| Data provided |

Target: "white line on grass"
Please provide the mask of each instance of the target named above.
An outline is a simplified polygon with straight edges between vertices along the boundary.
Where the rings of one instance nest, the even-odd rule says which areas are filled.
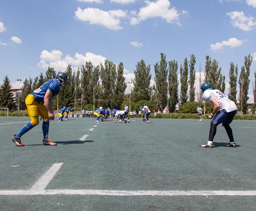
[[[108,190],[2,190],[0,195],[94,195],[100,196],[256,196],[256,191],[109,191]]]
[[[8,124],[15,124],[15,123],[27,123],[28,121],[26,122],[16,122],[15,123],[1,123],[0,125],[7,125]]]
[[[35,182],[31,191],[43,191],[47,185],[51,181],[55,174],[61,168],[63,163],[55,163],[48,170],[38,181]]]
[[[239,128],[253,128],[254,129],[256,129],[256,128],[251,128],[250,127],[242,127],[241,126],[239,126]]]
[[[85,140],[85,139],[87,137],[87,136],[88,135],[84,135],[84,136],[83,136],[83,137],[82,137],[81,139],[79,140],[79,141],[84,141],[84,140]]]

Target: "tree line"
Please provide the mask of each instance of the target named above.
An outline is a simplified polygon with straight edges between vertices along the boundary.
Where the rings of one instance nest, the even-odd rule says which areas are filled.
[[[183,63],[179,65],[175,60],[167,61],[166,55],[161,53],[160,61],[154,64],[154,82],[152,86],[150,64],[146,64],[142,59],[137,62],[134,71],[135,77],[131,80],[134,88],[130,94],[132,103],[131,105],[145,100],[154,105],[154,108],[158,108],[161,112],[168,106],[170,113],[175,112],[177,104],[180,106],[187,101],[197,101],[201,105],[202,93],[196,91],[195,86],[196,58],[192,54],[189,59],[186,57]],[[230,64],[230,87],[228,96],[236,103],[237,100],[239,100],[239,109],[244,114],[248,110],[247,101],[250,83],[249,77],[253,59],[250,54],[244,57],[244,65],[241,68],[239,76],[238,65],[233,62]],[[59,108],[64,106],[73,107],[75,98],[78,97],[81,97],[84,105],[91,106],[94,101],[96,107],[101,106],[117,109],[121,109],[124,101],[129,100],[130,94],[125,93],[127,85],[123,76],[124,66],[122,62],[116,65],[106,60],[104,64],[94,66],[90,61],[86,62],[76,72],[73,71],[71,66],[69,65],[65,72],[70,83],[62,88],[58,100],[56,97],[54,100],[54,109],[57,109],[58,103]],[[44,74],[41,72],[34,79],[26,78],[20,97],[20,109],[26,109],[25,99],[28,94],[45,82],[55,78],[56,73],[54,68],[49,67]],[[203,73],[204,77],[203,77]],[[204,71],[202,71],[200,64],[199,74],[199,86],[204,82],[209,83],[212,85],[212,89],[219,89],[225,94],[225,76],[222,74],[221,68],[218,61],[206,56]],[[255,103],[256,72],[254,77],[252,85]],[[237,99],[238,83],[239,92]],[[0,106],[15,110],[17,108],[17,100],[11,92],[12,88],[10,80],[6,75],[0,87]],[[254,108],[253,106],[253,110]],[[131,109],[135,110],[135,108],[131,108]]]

==

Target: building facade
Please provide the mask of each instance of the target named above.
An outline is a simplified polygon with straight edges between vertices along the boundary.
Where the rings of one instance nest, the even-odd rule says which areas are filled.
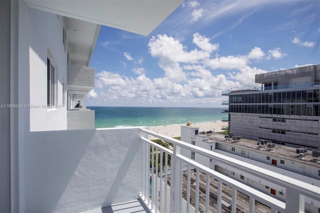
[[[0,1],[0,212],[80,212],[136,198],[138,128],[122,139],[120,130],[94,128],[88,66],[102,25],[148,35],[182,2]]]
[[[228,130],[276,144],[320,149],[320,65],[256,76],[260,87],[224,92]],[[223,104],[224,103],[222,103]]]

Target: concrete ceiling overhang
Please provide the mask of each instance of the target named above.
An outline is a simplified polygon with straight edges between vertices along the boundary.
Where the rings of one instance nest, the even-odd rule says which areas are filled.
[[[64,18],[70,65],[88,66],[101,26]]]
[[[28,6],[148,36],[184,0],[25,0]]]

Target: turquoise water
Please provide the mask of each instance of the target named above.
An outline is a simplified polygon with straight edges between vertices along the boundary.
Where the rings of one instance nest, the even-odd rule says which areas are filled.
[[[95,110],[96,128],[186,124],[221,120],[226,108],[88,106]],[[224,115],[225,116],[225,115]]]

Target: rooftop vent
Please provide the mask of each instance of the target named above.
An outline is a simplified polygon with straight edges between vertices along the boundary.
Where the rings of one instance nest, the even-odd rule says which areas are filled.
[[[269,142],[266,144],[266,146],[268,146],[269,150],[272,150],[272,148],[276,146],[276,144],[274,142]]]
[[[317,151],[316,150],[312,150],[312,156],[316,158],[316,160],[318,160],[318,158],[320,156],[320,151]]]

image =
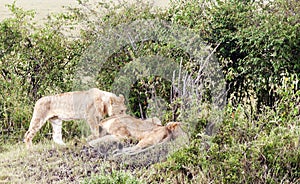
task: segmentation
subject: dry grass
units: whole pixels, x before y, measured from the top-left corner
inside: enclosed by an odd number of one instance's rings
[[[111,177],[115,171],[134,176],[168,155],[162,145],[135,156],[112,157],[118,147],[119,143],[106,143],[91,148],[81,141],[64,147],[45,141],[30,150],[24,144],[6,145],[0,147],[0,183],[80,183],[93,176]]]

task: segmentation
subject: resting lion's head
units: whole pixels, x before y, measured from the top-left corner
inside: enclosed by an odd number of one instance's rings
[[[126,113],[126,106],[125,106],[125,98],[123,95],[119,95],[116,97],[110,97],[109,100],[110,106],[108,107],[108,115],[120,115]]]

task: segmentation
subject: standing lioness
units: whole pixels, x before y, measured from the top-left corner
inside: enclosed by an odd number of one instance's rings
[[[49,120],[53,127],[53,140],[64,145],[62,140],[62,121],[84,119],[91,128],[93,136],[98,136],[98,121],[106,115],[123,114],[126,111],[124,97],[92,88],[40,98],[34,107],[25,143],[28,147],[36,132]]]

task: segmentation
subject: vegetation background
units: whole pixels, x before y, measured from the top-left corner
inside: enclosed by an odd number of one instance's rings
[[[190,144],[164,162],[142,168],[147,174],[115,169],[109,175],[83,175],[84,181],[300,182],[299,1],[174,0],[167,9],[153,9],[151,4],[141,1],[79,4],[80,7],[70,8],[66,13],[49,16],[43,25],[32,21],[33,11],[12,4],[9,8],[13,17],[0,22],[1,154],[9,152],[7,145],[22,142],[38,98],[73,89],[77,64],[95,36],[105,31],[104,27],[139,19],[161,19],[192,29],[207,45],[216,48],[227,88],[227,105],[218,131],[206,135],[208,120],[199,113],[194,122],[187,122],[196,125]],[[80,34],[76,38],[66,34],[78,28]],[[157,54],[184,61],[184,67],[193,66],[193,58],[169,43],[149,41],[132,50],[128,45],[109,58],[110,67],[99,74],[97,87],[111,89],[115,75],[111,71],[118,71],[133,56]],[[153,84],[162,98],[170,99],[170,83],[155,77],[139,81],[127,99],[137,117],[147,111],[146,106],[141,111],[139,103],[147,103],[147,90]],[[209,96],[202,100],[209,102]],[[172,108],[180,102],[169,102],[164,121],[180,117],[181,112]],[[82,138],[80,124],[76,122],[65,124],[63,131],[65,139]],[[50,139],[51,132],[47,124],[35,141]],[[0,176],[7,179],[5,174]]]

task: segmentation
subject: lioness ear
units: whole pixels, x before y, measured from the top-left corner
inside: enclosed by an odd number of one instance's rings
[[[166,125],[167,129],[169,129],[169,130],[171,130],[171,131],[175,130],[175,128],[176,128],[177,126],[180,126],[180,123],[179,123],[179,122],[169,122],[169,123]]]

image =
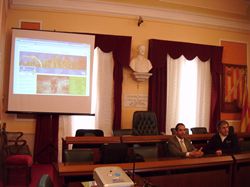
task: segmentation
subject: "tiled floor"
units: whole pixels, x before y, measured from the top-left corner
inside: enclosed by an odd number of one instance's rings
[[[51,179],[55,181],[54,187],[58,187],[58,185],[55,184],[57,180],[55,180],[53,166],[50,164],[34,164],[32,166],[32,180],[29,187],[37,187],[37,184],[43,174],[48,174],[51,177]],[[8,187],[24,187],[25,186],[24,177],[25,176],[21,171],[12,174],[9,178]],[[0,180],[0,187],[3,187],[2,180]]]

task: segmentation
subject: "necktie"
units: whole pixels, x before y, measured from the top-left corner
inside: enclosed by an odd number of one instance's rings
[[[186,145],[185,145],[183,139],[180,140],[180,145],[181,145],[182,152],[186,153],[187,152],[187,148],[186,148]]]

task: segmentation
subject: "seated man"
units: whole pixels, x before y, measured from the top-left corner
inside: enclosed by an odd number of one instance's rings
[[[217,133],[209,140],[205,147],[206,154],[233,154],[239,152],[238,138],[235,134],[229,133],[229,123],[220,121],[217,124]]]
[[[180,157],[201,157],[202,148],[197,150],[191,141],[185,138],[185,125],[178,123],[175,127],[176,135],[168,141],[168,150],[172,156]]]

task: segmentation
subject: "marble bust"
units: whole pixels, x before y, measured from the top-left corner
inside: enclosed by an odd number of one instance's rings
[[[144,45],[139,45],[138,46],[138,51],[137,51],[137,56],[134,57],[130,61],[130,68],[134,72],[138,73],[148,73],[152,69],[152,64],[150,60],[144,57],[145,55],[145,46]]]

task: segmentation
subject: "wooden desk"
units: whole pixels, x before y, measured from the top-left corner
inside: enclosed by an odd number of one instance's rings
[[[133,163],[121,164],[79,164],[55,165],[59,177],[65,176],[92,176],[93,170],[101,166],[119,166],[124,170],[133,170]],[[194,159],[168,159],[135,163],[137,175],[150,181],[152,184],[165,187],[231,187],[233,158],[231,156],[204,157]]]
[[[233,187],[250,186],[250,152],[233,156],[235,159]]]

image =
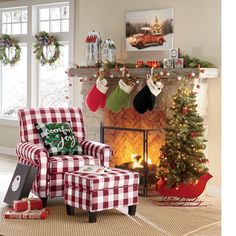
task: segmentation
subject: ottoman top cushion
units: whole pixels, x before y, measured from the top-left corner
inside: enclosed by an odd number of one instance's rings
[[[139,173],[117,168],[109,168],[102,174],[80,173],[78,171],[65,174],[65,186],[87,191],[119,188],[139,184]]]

| What this task involves |
Report how many lines of the records contain the word "lioness", matching case, and give only the number.

| Written response |
2